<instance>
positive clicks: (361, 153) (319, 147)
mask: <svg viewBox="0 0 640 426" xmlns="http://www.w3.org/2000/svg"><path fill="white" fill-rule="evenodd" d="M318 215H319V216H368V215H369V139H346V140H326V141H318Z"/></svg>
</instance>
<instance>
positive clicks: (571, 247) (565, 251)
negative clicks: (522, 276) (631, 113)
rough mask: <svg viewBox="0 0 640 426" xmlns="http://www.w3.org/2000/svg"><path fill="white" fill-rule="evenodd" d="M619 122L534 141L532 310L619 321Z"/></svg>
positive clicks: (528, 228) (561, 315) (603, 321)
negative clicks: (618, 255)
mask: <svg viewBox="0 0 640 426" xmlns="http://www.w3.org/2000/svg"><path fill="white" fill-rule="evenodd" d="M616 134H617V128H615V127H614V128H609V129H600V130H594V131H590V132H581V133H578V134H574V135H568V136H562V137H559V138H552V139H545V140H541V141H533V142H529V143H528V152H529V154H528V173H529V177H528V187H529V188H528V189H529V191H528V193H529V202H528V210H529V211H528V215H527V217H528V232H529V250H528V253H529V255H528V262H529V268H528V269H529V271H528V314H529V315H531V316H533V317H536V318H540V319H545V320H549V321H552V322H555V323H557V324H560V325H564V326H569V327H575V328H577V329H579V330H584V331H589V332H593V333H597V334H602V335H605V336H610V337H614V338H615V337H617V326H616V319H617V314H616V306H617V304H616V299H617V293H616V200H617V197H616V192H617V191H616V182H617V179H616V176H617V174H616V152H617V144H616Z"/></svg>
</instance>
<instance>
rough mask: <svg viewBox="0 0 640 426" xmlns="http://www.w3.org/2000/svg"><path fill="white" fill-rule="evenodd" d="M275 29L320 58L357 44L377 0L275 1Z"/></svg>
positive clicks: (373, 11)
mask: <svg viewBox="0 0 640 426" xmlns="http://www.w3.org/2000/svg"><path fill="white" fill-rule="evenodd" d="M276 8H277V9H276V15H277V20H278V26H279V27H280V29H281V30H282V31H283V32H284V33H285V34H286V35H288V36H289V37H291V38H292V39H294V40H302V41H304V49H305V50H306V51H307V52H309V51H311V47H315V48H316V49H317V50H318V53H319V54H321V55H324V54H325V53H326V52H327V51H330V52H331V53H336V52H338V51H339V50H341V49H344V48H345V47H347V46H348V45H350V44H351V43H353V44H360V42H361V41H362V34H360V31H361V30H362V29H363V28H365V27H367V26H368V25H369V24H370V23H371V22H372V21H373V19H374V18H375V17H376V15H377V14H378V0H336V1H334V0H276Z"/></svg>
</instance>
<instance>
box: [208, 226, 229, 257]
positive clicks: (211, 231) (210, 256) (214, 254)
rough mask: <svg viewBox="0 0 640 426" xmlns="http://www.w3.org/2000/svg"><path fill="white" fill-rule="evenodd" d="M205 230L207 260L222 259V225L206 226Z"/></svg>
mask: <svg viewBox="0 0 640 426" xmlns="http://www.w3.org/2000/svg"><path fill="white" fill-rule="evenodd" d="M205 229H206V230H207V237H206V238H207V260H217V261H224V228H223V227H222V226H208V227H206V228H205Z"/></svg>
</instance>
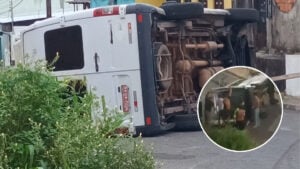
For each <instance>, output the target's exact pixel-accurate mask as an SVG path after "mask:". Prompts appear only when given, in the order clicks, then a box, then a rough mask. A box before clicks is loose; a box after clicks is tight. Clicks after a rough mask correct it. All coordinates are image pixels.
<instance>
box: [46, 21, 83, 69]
mask: <svg viewBox="0 0 300 169" xmlns="http://www.w3.org/2000/svg"><path fill="white" fill-rule="evenodd" d="M44 38H45V50H46V51H45V53H46V60H47V61H48V63H51V62H53V61H54V59H55V63H54V71H60V70H73V69H81V68H83V66H84V59H83V45H82V31H81V27H80V26H78V25H77V26H70V27H65V28H60V29H55V30H51V31H47V32H45V35H44ZM56 55H58V56H59V57H58V58H55V56H56Z"/></svg>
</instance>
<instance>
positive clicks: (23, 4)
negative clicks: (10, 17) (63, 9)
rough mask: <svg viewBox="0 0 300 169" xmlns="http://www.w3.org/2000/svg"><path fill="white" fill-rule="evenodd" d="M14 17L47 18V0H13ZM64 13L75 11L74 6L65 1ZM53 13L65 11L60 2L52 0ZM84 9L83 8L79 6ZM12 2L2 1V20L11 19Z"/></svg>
mask: <svg viewBox="0 0 300 169" xmlns="http://www.w3.org/2000/svg"><path fill="white" fill-rule="evenodd" d="M12 1H13V6H14V8H13V14H14V17H22V16H46V0H12ZM62 2H64V3H63V6H64V11H65V12H66V11H73V10H74V7H73V5H70V4H68V3H66V2H65V0H63V1H62ZM51 5H52V13H53V14H55V13H62V12H63V9H62V6H61V3H60V0H52V1H51ZM79 7H80V8H79V9H82V6H81V5H80V6H79ZM10 17H11V12H10V1H9V0H2V1H1V4H0V19H4V18H10Z"/></svg>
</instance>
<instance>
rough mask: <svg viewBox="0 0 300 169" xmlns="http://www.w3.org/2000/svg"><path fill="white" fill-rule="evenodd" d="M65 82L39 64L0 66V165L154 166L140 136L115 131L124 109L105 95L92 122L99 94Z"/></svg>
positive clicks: (27, 166)
mask: <svg viewBox="0 0 300 169" xmlns="http://www.w3.org/2000/svg"><path fill="white" fill-rule="evenodd" d="M66 87H67V85H66V83H65V82H61V81H57V79H56V78H55V77H53V76H51V75H50V72H48V71H47V70H45V69H43V67H42V66H40V65H38V66H36V67H34V68H29V67H28V66H22V65H19V66H18V67H16V68H5V69H3V70H1V71H0V91H1V92H0V119H1V121H0V169H2V168H5V169H8V168H28V169H29V168H36V167H41V168H44V169H45V168H51V169H52V168H63V169H67V168H72V169H77V168H89V169H93V168H97V169H98V168H133V169H134V168H154V159H153V156H152V153H151V152H150V151H148V150H146V149H145V148H144V146H143V143H142V140H141V138H132V137H131V136H130V135H117V134H114V130H115V129H116V128H118V127H120V124H121V123H122V122H123V115H122V113H119V112H115V111H110V110H108V109H107V108H106V105H105V102H104V100H103V102H102V107H103V108H102V110H104V112H102V115H103V116H102V118H101V119H98V121H97V123H94V124H97V125H93V123H92V118H91V107H92V105H94V106H95V105H96V104H95V103H97V101H96V99H95V97H94V96H93V95H92V94H91V93H87V94H86V95H84V96H80V95H79V94H78V93H76V92H75V90H74V88H73V87H72V86H69V89H72V90H71V92H70V91H69V92H68V93H66ZM66 96H67V98H66ZM63 98H64V99H63ZM98 105H99V104H98Z"/></svg>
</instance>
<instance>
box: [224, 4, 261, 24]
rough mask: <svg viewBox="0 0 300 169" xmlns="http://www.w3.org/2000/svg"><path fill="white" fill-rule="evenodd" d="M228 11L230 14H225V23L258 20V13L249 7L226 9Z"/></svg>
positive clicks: (258, 17) (255, 21) (254, 10)
mask: <svg viewBox="0 0 300 169" xmlns="http://www.w3.org/2000/svg"><path fill="white" fill-rule="evenodd" d="M227 10H228V11H229V12H230V15H228V16H226V18H225V22H226V23H234V22H248V23H252V22H258V21H259V13H258V11H257V10H256V9H250V8H247V9H245V8H232V9H227Z"/></svg>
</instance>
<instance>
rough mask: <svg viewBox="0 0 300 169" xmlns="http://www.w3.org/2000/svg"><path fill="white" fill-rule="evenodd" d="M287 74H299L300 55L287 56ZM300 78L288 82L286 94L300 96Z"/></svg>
mask: <svg viewBox="0 0 300 169" xmlns="http://www.w3.org/2000/svg"><path fill="white" fill-rule="evenodd" d="M285 60H286V73H287V74H290V73H299V72H300V67H299V63H300V54H298V55H297V54H295V55H286V56H285ZM299 84H300V78H296V79H290V80H287V81H286V94H288V95H291V96H300V90H299V89H300V85H299Z"/></svg>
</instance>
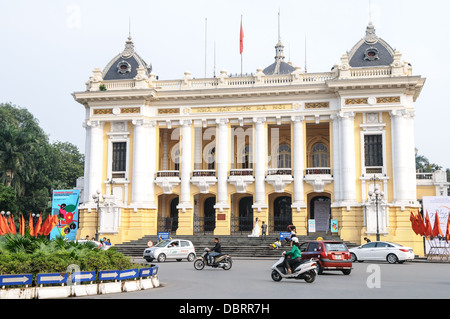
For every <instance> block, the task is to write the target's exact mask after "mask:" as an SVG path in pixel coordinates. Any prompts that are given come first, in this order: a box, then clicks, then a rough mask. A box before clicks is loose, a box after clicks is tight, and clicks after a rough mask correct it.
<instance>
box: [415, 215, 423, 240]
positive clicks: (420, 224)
mask: <svg viewBox="0 0 450 319" xmlns="http://www.w3.org/2000/svg"><path fill="white" fill-rule="evenodd" d="M416 218H417V231H418V233H419V235H420V236H425V223H424V221H423V218H422V214H421V213H420V211H418V212H417V217H416Z"/></svg>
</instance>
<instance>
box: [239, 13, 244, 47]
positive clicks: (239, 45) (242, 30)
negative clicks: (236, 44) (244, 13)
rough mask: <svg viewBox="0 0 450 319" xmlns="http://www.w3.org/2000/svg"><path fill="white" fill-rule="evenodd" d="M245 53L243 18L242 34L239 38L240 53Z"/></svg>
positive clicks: (241, 21) (241, 25) (240, 35)
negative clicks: (244, 44) (243, 52)
mask: <svg viewBox="0 0 450 319" xmlns="http://www.w3.org/2000/svg"><path fill="white" fill-rule="evenodd" d="M243 51H244V29H243V28H242V17H241V33H240V36H239V53H240V54H242V52H243Z"/></svg>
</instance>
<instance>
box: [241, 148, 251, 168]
mask: <svg viewBox="0 0 450 319" xmlns="http://www.w3.org/2000/svg"><path fill="white" fill-rule="evenodd" d="M241 163H242V168H243V169H246V168H253V154H252V147H251V146H250V145H245V147H244V149H243V150H242V161H241Z"/></svg>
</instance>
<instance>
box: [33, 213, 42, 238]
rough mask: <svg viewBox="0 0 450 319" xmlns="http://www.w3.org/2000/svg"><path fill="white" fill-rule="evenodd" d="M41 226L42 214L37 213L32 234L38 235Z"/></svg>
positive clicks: (41, 226)
mask: <svg viewBox="0 0 450 319" xmlns="http://www.w3.org/2000/svg"><path fill="white" fill-rule="evenodd" d="M41 227H42V214H39V218H38V221H37V223H36V227H35V228H34V236H35V237H36V236H37V235H39V232H40V231H41Z"/></svg>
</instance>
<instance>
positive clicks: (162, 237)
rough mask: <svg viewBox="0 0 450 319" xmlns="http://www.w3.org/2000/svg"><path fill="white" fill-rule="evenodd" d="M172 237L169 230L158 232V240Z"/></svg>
mask: <svg viewBox="0 0 450 319" xmlns="http://www.w3.org/2000/svg"><path fill="white" fill-rule="evenodd" d="M166 239H170V233H169V232H158V241H159V240H166Z"/></svg>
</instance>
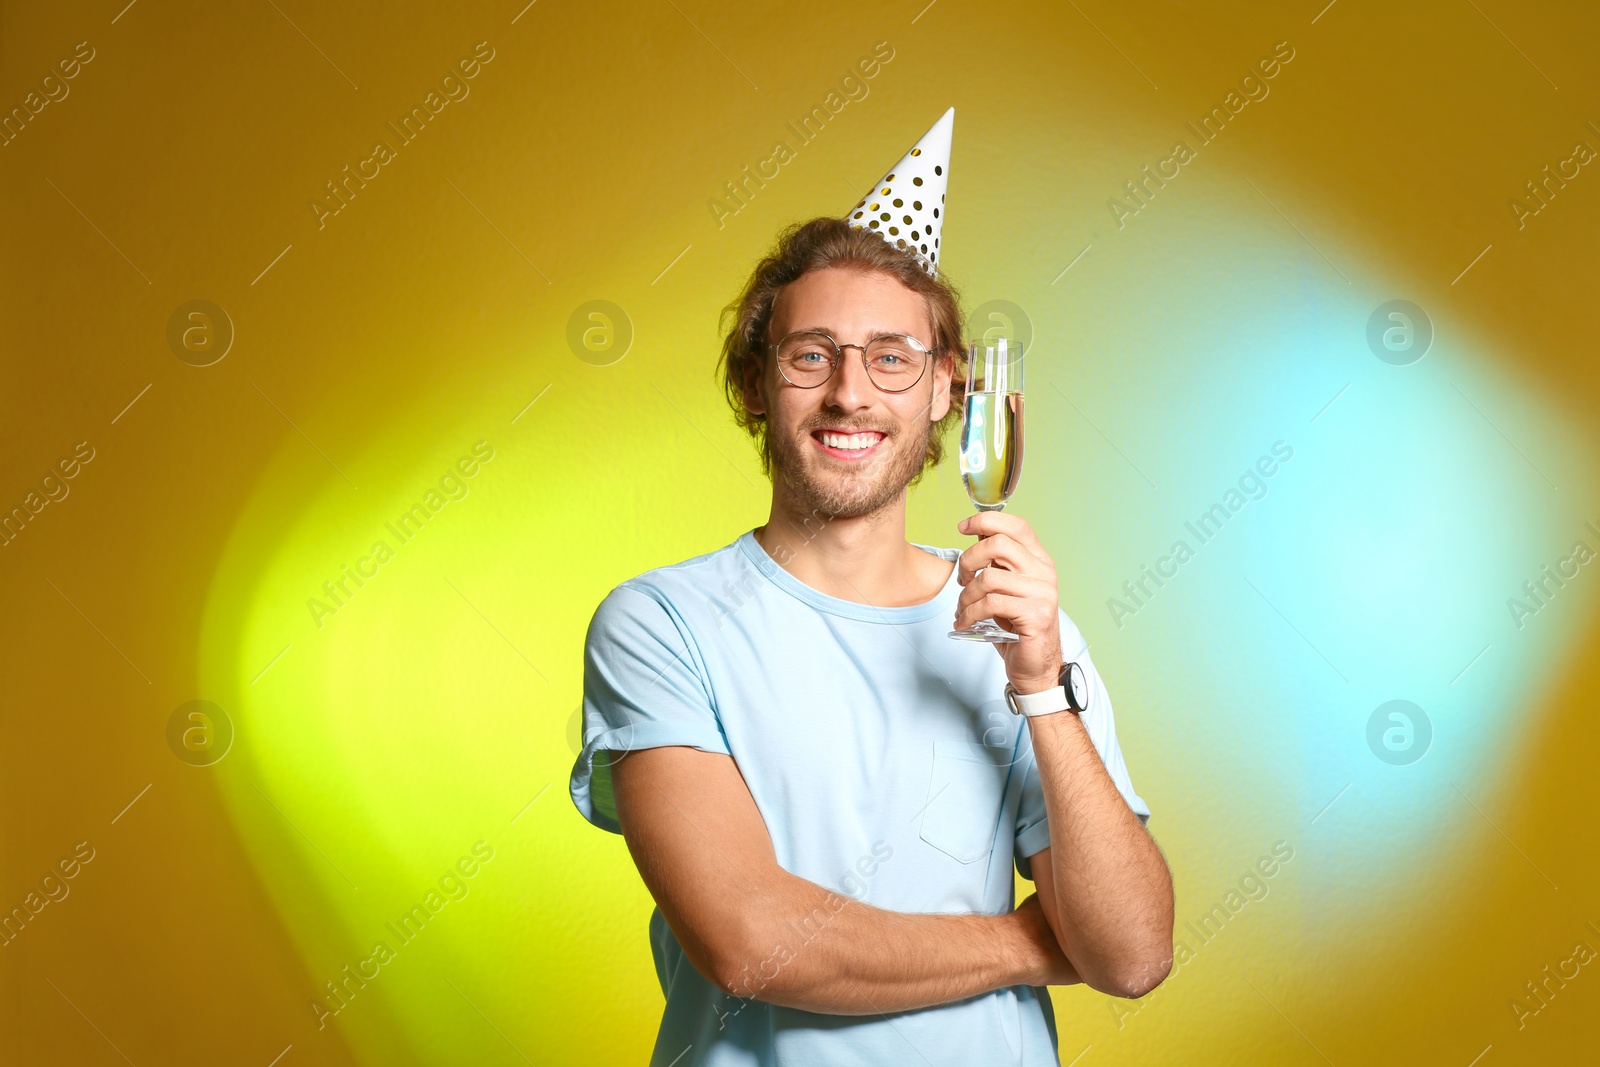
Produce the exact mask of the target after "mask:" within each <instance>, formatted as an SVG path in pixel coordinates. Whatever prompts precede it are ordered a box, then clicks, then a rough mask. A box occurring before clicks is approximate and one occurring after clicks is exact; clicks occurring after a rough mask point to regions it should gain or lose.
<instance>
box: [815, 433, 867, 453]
mask: <svg viewBox="0 0 1600 1067" xmlns="http://www.w3.org/2000/svg"><path fill="white" fill-rule="evenodd" d="M822 443H824V445H827V446H829V448H837V450H840V451H848V453H854V451H861V450H862V448H872V446H874V445H877V443H878V435H877V434H822Z"/></svg>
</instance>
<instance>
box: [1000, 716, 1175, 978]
mask: <svg viewBox="0 0 1600 1067" xmlns="http://www.w3.org/2000/svg"><path fill="white" fill-rule="evenodd" d="M1029 729H1030V731H1032V742H1034V755H1035V758H1037V760H1038V777H1040V785H1042V789H1043V793H1045V811H1046V816H1048V819H1050V853H1051V856H1050V861H1051V875H1053V881H1054V899H1056V909H1058V918H1059V923H1058V928H1059V934H1061V947H1062V949H1064V950H1066V953H1067V955H1069V957H1070V958H1072V961H1074V965H1075V966H1077V969H1078V973H1080V974H1082V976H1083V981H1085V982H1088V984H1090V985H1091V987H1094V989H1098V990H1101V992H1107V993H1115V995H1122V997H1139V995H1142V993H1144V992H1147V990H1149V989H1152V987H1154V985H1157V984H1158V982H1160V981H1162V979H1163V977H1166V973H1168V969H1170V968H1171V960H1173V880H1171V873H1170V872H1168V869H1166V861H1165V859H1163V857H1162V851H1160V849H1158V848H1157V846H1155V841H1154V840H1150V835H1149V833H1146V832H1144V827H1142V825H1141V824H1139V817H1138V816H1136V814H1133V811H1131V809H1130V808H1128V801H1125V800H1123V798H1122V793H1120V792H1117V785H1115V784H1114V782H1112V781H1110V776H1109V774H1107V773H1106V765H1104V763H1102V761H1101V758H1099V753H1098V752H1096V750H1094V742H1093V741H1091V739H1090V736H1088V729H1086V728H1085V726H1083V721H1082V720H1078V717H1077V715H1072V713H1066V712H1062V713H1058V715H1042V717H1038V718H1030V720H1029Z"/></svg>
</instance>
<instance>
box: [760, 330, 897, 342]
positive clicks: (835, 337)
mask: <svg viewBox="0 0 1600 1067" xmlns="http://www.w3.org/2000/svg"><path fill="white" fill-rule="evenodd" d="M789 333H826V334H827V336H829V338H837V336H838V334H835V333H834V331H832V330H830V328H827V326H797V328H795V330H790V331H789ZM904 336H906V334H904V333H901V331H899V330H880V331H878V333H875V334H872V336H870V338H867V341H877V339H878V338H904ZM910 336H915V334H910Z"/></svg>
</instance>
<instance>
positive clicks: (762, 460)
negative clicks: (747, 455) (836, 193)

> Required work:
Can you repeat the items verbatim, from their start through the line containing "positive clicks: (528, 228)", including that line?

> Task solution:
<instance>
positive clicks: (361, 153) (319, 147)
mask: <svg viewBox="0 0 640 426" xmlns="http://www.w3.org/2000/svg"><path fill="white" fill-rule="evenodd" d="M318 215H319V216H368V215H369V139H346V140H326V141H318Z"/></svg>
</instance>
<instance>
positive clicks: (571, 247) (565, 251)
negative clicks: (522, 276) (631, 113)
rough mask: <svg viewBox="0 0 640 426" xmlns="http://www.w3.org/2000/svg"><path fill="white" fill-rule="evenodd" d="M619 122L534 141L532 310L619 321Z"/></svg>
positive clicks: (528, 228) (561, 315) (603, 321)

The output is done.